_SET TASKS:_
**A.** List every built-in shader function called in the code of the post on using textureGrad for anisotropic integration below, naming each one once.
**B.** Pick up the post on using textureGrad for anisotropic integration below and write what follows its final sentence.

_TEXT PASSAGE:_

┌────────

# Using textureGrad for anisotropic integration approximation

I'm trying to develop a real time rendering method using real time acquired envmap (cubemap) for lightning.

This implies that my envmap can change as often as every frame and I therefore cannot use any method base on precomputation of the envmap (such as convolution with BRDF...)

So far my method worked well with Phong BRDF. For specular contribution I direclty read the value in my sampleCube and I use mipmap levels + linear filter for simulating the roughtness of the material considered:

int size                = textureSize(envmap, 0).x;
float specular_level    = log2(size * sqrt(3.0)) - 0.5 * log2(ns + 1);
vec3 env_specular       = ks * specular_color * textureLod(envmap, l_g, specular_level);


From this method I would like to upgrade to a microfacet based BRDF. I already have algorithm for evaluating the shape (including anisotropic direction) of the reflection but I cannot manage to read the values I want in my sampleCube.

I believe I have to use

textureGrad(envmap, l_g, X, Y);


with l_g being the reflection direction in global space but I cannot manage to find which values to give to X and Y in order to correctly specify the area I want to consider.

└────────

_EXTRACTED DATA:_
┌────────

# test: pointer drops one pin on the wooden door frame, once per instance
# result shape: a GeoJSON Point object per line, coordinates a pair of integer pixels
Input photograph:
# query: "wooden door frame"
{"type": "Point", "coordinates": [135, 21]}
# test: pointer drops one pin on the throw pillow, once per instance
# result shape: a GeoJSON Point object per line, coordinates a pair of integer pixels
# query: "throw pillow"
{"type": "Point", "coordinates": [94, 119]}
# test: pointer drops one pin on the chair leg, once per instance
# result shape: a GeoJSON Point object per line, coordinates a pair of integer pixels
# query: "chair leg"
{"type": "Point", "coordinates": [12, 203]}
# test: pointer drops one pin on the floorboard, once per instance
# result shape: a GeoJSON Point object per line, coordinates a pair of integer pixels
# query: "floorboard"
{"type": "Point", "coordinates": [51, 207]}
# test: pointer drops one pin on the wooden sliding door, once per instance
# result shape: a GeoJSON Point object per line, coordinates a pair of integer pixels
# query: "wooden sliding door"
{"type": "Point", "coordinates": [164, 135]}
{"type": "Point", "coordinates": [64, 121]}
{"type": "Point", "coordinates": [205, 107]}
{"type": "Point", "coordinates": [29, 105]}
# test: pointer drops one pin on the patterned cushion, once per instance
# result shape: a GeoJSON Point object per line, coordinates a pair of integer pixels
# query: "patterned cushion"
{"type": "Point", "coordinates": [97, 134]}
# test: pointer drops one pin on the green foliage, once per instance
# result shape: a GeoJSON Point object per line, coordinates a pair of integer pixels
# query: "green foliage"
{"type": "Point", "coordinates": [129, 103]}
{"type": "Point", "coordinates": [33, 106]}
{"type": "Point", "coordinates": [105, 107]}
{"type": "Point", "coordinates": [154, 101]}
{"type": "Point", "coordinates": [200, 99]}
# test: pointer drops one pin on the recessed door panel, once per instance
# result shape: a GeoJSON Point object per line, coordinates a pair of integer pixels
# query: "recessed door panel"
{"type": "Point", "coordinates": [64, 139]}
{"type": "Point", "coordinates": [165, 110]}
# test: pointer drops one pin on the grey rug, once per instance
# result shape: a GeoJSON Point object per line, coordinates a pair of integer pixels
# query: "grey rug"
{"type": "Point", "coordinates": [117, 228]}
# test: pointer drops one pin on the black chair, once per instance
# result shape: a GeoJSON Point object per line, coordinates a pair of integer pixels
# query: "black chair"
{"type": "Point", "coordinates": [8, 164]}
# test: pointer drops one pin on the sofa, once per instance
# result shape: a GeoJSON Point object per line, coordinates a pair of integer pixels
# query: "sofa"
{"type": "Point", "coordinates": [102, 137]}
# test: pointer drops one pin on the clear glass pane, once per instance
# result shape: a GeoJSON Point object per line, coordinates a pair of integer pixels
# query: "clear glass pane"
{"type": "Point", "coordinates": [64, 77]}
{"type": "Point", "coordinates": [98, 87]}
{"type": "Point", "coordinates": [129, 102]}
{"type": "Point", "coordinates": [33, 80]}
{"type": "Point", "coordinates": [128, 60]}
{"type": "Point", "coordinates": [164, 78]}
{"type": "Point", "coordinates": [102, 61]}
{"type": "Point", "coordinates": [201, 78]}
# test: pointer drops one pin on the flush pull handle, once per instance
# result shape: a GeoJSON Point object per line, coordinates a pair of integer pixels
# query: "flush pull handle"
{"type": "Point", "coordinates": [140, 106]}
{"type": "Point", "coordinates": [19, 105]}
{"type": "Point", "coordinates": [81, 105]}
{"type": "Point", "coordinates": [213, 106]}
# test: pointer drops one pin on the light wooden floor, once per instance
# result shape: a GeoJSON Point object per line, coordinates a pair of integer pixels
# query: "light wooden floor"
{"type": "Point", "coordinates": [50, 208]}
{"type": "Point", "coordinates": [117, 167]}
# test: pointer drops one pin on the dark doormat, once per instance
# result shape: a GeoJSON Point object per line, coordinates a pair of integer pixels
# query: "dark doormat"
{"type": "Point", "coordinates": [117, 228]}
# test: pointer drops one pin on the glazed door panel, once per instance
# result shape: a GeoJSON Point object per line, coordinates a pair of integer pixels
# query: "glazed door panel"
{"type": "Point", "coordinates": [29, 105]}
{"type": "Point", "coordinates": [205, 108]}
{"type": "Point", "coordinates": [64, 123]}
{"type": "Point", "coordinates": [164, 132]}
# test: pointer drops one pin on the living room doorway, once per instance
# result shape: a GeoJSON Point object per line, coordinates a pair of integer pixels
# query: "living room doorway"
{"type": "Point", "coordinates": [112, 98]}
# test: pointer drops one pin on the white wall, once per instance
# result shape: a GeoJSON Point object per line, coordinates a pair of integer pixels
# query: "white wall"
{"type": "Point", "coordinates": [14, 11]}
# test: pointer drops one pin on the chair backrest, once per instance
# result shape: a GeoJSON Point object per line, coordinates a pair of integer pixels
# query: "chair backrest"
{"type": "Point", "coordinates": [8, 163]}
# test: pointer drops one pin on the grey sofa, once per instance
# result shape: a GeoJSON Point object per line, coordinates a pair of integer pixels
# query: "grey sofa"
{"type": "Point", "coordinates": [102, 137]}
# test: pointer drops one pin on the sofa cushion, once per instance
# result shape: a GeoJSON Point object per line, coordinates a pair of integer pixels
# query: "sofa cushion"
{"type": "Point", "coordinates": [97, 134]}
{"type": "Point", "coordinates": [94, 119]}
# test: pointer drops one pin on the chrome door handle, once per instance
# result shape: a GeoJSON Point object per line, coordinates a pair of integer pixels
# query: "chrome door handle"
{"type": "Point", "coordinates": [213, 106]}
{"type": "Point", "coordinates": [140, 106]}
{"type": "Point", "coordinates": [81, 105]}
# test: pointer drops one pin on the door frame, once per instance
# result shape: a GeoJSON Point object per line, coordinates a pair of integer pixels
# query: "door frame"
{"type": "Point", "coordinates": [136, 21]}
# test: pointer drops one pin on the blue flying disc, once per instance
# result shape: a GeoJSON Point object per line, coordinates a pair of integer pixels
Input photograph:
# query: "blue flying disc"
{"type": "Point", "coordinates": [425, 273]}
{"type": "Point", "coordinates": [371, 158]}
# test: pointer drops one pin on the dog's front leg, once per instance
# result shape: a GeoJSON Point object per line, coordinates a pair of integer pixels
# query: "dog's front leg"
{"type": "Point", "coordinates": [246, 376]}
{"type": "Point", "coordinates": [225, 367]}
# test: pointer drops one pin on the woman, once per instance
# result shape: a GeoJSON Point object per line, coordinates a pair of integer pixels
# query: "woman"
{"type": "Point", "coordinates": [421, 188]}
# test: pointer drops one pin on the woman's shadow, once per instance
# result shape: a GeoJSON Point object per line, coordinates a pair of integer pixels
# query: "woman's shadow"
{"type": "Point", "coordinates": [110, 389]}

└────────

_TASK-BY-TASK OUTPUTS:_
**A.** textureSize, log2, sqrt, textureLod, textureGrad

**B.**
What value should I give to X and Y in orther for

textureGrad(envmap, l_g, X, Y);


to give the same result as

textureLod(envmap, l_g, specular_level);

• I thinked a convolution in compute shader a relatively cheap, there possible use stohastic sampling also. – Alexsey Shestacov Jan 13 '15 at 5:30

The gradient values are normally (when you do a standard texture lookup) the screen-space derivatives of the texture coordinates, dFdx(l_g), dFdy(l_g).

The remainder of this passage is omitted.